# battery condition red on Genuine Canon LP-E6



## RGF (Jun 10, 2018)

Hi

I have 2 Genuine LP-E6 and 1EP- E6N batteries (at least I think they are genuine, I purchased batteries only from B&H or Adorama - or could have come with an older camera) that show red on the battery condition scale. Other batteries, mostly Lp-E6N and 1 LP-E6 register 2 or 3 bars.

The batteries with the red battery condition seem to work okay - when in a grip on 5D M4 (one battery shows 2 bars and the other red on battery condition) both seem to work equally well. Discharge about the same on both batteries. Took ~1000 shots from each battery.

What does the Red bar in battery condition really mean? Is it the battery is bad or just borderline?

Thanks

Rich


----------



## Nelu (Jun 11, 2018)

RGF said:


> Hi
> 
> I have 2 Genuine LP-E6 and 1EP- E6N batteries (at least I think they are genuine, I purchased batteries only from B&H or Adorama - or could have come with an older camera) that show red on the battery condition scale. Other batteries, mostly Lp-E6N and 1 LP-E6 register 2 or 3 bars.
> 
> ...



Personally I don't think there's anything wrong with your battery. I might be like a "time bomb" Canon uses to make you buy a new battery.
It happened to me when using three Canon genuine batteries with my 5D Mark III camera...of course, one at a time
The oldest of the batteries started to show up in red when checking the status but it kept working just fine.

I think you can safely ignore the red warning and keep on shooting.
Nelu


----------



## fullstop (Jun 11, 2018)

Personally I exchange Canon Power Packs when performance status indicator goes red, because I don't want to risk being caught out somewhere with a battery pack going "unchargeable". There should however be no safety risks even in continued use - protection circuitry should remain functional, but charge capacity has deteriorated. 
http://learn.usa.canon.com/resources/articles/2011/eos5dmarkii_lp_e6_battery_article.shtml



> Battery Performance: It’s a fact that rechargeable batteries have a finite number of charge-discharge-charge cycles they can go through, after which they can begin to lose their ability to hold a charge. While the LP-E6 should allow photographers hundreds of charge-discharge cycles, it’s useful for the working photographer to know whether a battery pack is nearing the end of its useful life after several years of use. The Battery Performance indicator does just that, with a 4-stage icon:
> 3 Green Squares: Battery is providing full performance each time it’s charged
> 2 Green Squares: Battery still producing good power each time charged, but not to the level of a brand-new LP-E6 battery pack
> 1 Green Square: Battery is nearing end of its useful life; full recharge will not deliver performance matching a new LP-E6 battery
> 1 Red Square: Battery has reached the end of its useful life, and should be discarded and replaced with a new LP-E6 battery pack. Recharging or re-conditioning will not enhance its performance.

LISTED RECORDS:
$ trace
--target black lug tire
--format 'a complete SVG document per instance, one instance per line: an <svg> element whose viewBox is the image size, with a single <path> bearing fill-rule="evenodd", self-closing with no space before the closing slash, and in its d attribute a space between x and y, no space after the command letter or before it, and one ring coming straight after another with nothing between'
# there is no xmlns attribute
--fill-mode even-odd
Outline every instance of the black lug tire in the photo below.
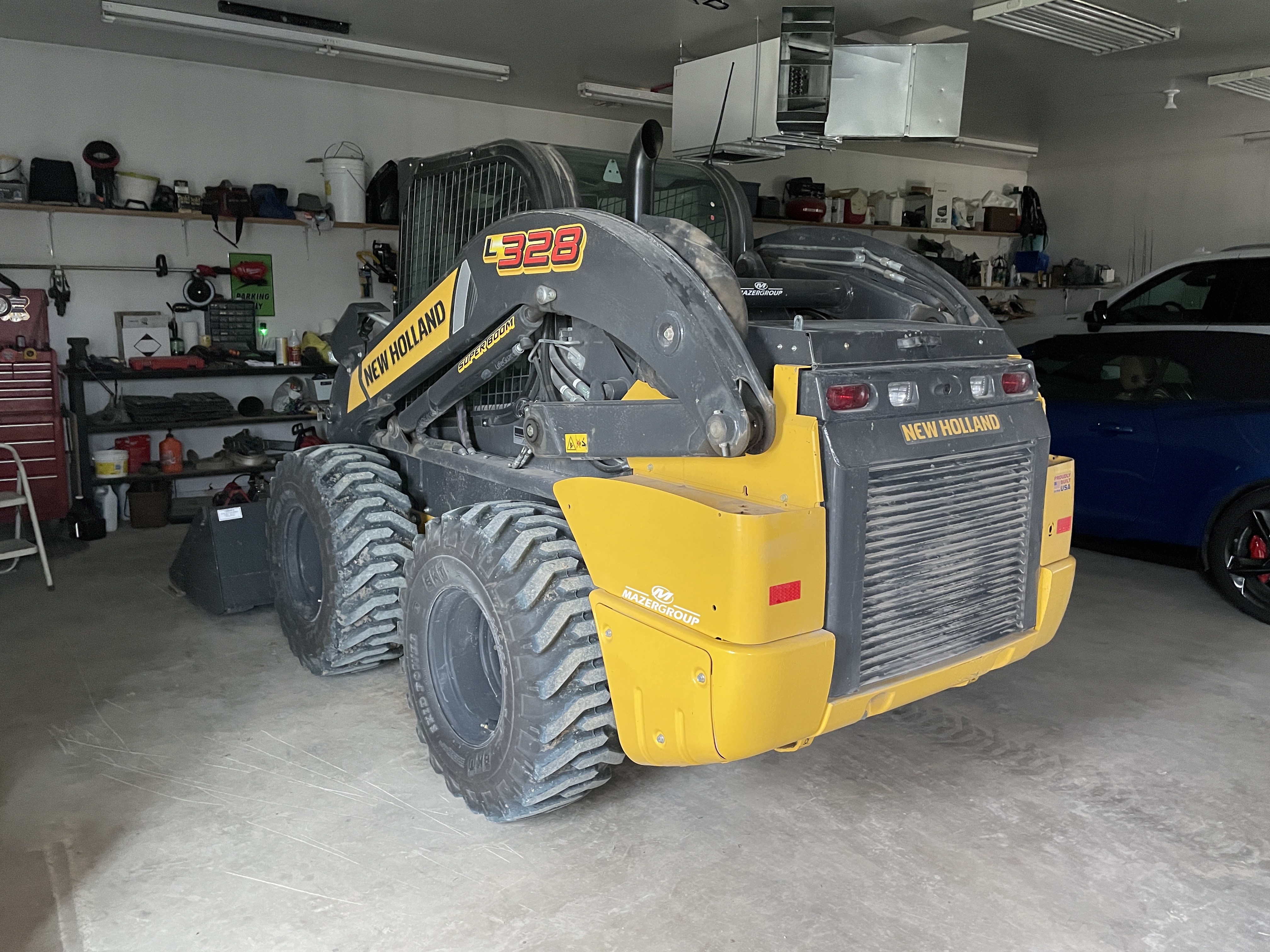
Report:
<svg viewBox="0 0 1270 952"><path fill-rule="evenodd" d="M329 443L288 453L269 484L274 605L314 674L401 656L400 593L418 534L387 457Z"/></svg>
<svg viewBox="0 0 1270 952"><path fill-rule="evenodd" d="M1218 592L1241 612L1270 625L1270 584L1259 581L1256 576L1247 576L1241 586L1237 576L1226 570L1231 556L1247 556L1247 537L1255 531L1253 510L1270 510L1270 489L1248 493L1222 510L1209 532L1205 555L1209 575ZM1265 541L1270 543L1270 538ZM1243 551L1236 551L1241 548Z"/></svg>
<svg viewBox="0 0 1270 952"><path fill-rule="evenodd" d="M410 707L433 769L472 812L502 823L556 810L607 783L622 762L593 588L550 505L479 503L433 519L415 539L403 594ZM486 642L497 664L478 647ZM466 688L452 673L478 654L486 680L472 692L497 721L475 725L455 699Z"/></svg>

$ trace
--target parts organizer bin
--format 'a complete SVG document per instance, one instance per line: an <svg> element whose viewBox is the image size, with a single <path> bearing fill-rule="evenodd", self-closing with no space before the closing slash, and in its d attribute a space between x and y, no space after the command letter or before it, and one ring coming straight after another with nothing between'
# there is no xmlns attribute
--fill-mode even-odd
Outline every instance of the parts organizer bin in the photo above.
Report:
<svg viewBox="0 0 1270 952"><path fill-rule="evenodd" d="M234 350L255 350L255 301L211 301L207 333L213 344Z"/></svg>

TASK REQUIREMENTS:
Please rewrite the battery thread from the words "## RGF (Jun" through "or just borderline?", changing "shots" to "frames".

RESULT:
## RGF (Jun 10, 2018)

Hi

I have 2 Genuine LP-E6 and 1EP- E6N batteries (at least I think they are genuine, I purchased batteries only from B&H or Adorama - or could have come with an older camera) that show red on the battery condition scale. Other batteries, mostly Lp-E6N and 1 LP-E6 register 2 or 3 bars.

The batteries with the red battery condition seem to work okay - when in a grip on 5D M4 (one battery shows 2 bars and the other red on battery condition) both seem to work equally well. Discharge about the same on both batteries. Took ~1000 frames from each battery.

What does the Red bar in battery condition really mean? Is it the battery is bad or just borderline?